> **WRITTEN PROBLEM**
Quote all of the data that follows exactly as written, skipping the images.

> **STORED RECORDS**

===

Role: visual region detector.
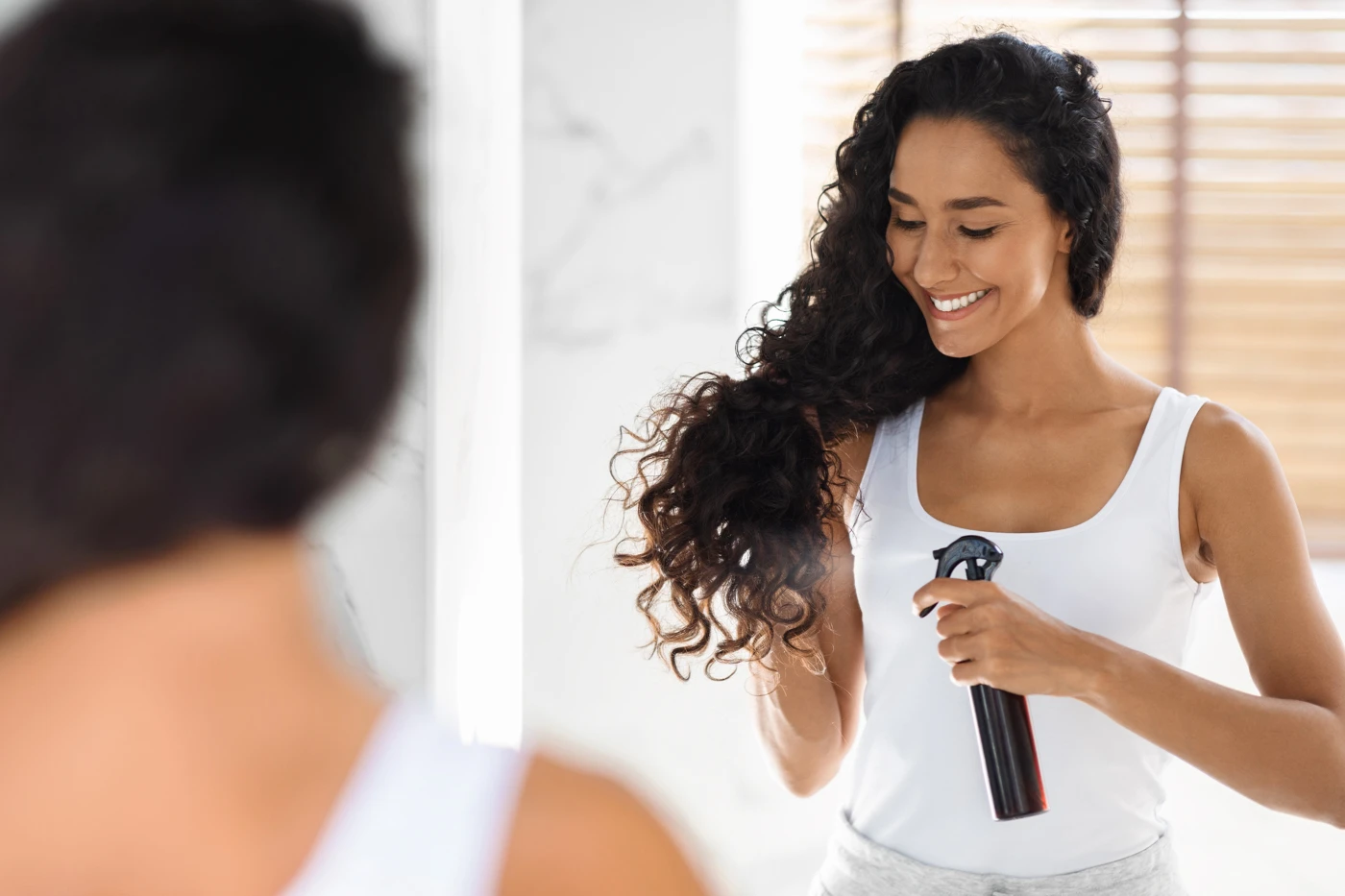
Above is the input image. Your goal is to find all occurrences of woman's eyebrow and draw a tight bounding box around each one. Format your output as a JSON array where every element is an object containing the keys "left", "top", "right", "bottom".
[{"left": 888, "top": 187, "right": 1008, "bottom": 211}]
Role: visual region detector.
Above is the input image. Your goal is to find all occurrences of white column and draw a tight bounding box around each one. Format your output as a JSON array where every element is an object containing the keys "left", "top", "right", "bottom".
[
  {"left": 427, "top": 0, "right": 524, "bottom": 745},
  {"left": 737, "top": 0, "right": 804, "bottom": 325}
]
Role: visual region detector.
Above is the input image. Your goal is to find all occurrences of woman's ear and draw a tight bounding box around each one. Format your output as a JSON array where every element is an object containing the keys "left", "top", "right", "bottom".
[{"left": 1056, "top": 221, "right": 1075, "bottom": 255}]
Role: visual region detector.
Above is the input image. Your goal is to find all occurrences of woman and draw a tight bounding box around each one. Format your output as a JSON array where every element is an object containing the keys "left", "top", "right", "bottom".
[
  {"left": 0, "top": 0, "right": 702, "bottom": 896},
  {"left": 618, "top": 34, "right": 1345, "bottom": 896}
]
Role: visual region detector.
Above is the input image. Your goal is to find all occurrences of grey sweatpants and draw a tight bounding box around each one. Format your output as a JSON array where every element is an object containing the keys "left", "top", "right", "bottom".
[{"left": 808, "top": 811, "right": 1189, "bottom": 896}]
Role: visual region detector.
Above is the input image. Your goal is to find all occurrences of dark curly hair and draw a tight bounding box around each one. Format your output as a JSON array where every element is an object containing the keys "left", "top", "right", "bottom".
[
  {"left": 0, "top": 0, "right": 421, "bottom": 615},
  {"left": 612, "top": 33, "right": 1122, "bottom": 678}
]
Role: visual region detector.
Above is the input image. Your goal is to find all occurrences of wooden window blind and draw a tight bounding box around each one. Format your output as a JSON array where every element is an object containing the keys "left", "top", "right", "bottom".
[{"left": 804, "top": 0, "right": 1345, "bottom": 557}]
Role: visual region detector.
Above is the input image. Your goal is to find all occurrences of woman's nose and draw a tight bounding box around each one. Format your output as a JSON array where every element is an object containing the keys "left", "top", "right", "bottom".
[{"left": 911, "top": 232, "right": 958, "bottom": 286}]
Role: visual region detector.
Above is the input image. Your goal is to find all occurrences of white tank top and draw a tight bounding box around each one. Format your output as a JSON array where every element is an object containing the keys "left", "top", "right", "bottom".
[
  {"left": 283, "top": 697, "right": 530, "bottom": 896},
  {"left": 844, "top": 386, "right": 1207, "bottom": 876}
]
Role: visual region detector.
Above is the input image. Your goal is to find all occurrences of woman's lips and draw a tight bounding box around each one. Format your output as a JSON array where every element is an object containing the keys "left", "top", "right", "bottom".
[{"left": 925, "top": 286, "right": 998, "bottom": 320}]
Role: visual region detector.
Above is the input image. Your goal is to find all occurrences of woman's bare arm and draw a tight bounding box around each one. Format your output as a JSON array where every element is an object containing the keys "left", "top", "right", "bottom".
[
  {"left": 747, "top": 430, "right": 873, "bottom": 796},
  {"left": 498, "top": 754, "right": 709, "bottom": 896}
]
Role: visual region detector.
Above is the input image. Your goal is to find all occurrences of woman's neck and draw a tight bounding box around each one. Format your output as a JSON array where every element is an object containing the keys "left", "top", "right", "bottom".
[{"left": 0, "top": 533, "right": 386, "bottom": 896}]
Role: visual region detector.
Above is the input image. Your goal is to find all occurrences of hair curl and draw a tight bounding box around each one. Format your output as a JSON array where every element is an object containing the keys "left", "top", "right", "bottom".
[{"left": 612, "top": 33, "right": 1122, "bottom": 679}]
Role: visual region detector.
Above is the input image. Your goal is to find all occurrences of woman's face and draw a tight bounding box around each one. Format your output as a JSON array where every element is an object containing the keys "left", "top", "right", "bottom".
[{"left": 888, "top": 117, "right": 1072, "bottom": 358}]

===

> **WRITTEN SOLUTION**
Role: visual region detector.
Above is the input image. Your goal is to find all occurrences of woman's eyebrow and draw a tight bounding box around each one. Format your output as a JSON array where every element is an object containing the keys "left", "top", "right", "bottom".
[{"left": 888, "top": 187, "right": 1008, "bottom": 211}]
Role: visual region detector.
Above is the input image. Your goal is to find all occurrences of white column and draw a tight bounding box around each one. Format your output as a JSON array where every element is an object containing the keys "left", "top", "right", "bottom".
[
  {"left": 427, "top": 0, "right": 524, "bottom": 745},
  {"left": 737, "top": 0, "right": 804, "bottom": 325}
]
Role: visual region detector.
Above is the input image. Your goal is to find all occurrences of woman's ear and draw a tight bounding box around each one. Format your output as a JSON array where every element is an object containing the keys "left", "top", "right", "bottom".
[{"left": 1056, "top": 221, "right": 1075, "bottom": 255}]
Role: visual region detector.
Above is the input image. Your goal is to find all occurrences of woman and draw a tight bounding box around each one. Format your output as a JSON array where every element is an object containing the keys "left", "top", "right", "bottom".
[
  {"left": 0, "top": 0, "right": 702, "bottom": 896},
  {"left": 618, "top": 34, "right": 1345, "bottom": 896}
]
Role: visual region detector.
Above is the input image. Your goal is to find all occurrences of grey sweatpants and draw a tight bounding box around each one. Format your output as a JSON array where every element is an object containing the keys "left", "top", "right", "bottom".
[{"left": 808, "top": 811, "right": 1189, "bottom": 896}]
Role: visual region detector.
Above is the input image. Your goal is to find all occurrences of dark curly hair and draw a tight bounding box around each one. Format your output as a JSON array where every element is an object containing the keys "left", "top", "right", "bottom".
[
  {"left": 0, "top": 0, "right": 421, "bottom": 615},
  {"left": 612, "top": 33, "right": 1122, "bottom": 678}
]
Role: visual region detector.
Above is the input image. Your goal is to find all occurrences of wooden window blind and draw a tight bounding box around each one. Format your output as a JSON array where every element is an object containing the keys "left", "top", "right", "bottom".
[{"left": 804, "top": 0, "right": 1345, "bottom": 557}]
Role: visual region detector.
Above is the input image. Your goal is to find all occurrences of woman's nose and draw a tight bounding box around each one. Format your output as a JSON array where every element is an object containing the keys "left", "top", "right", "bottom".
[{"left": 911, "top": 232, "right": 958, "bottom": 286}]
Role: visual region detector.
Above is the input image. Your goal is to find all occurrences of white tank top and draw a tight bounding box around each one. Format your output as a JSON array where every element is an object containing the keys "left", "top", "right", "bottom".
[
  {"left": 283, "top": 697, "right": 530, "bottom": 896},
  {"left": 844, "top": 386, "right": 1207, "bottom": 876}
]
Role: visual region detector.
Above is the input image. Your goal is to find all occurrences of woman's lips and draw a tight bounding box around each one. Format your output as a JSON array where every element is an object containing the keys "left", "top", "right", "bottom".
[{"left": 925, "top": 286, "right": 998, "bottom": 320}]
Role: visual region detector.
Above is the input image. Your goal is to find all occurrences of woman's bare arm and draw a tight bounding box around each one. Format your output as a JSON array where every element is an object containing the keys "left", "top", "right", "bottom".
[
  {"left": 747, "top": 430, "right": 873, "bottom": 796},
  {"left": 498, "top": 754, "right": 709, "bottom": 896}
]
Role: visual region detector.
Above is the input image. Your goal is to find all occurrences of woman's neck and draw a tight bounding box around each one. Format your output as a JSON array where every element is an object containing the keys "left", "top", "right", "bottom".
[{"left": 0, "top": 533, "right": 386, "bottom": 896}]
Role: visual region detector.
Above is the input image. Your goal is to find all occurrences of hair curl and draw a tight bounding box around each one. Format your output as a JSON array where every element is an object containing the keys "left", "top", "right", "bottom".
[{"left": 612, "top": 33, "right": 1122, "bottom": 679}]
Role: visual region detector.
Above is the input image. Your goal is to find all occurrences of woman's face and draw a tight bounding box around each one. Format your output as a JSON array where every element is an object containing the keys "left", "top", "right", "bottom".
[{"left": 888, "top": 117, "right": 1072, "bottom": 358}]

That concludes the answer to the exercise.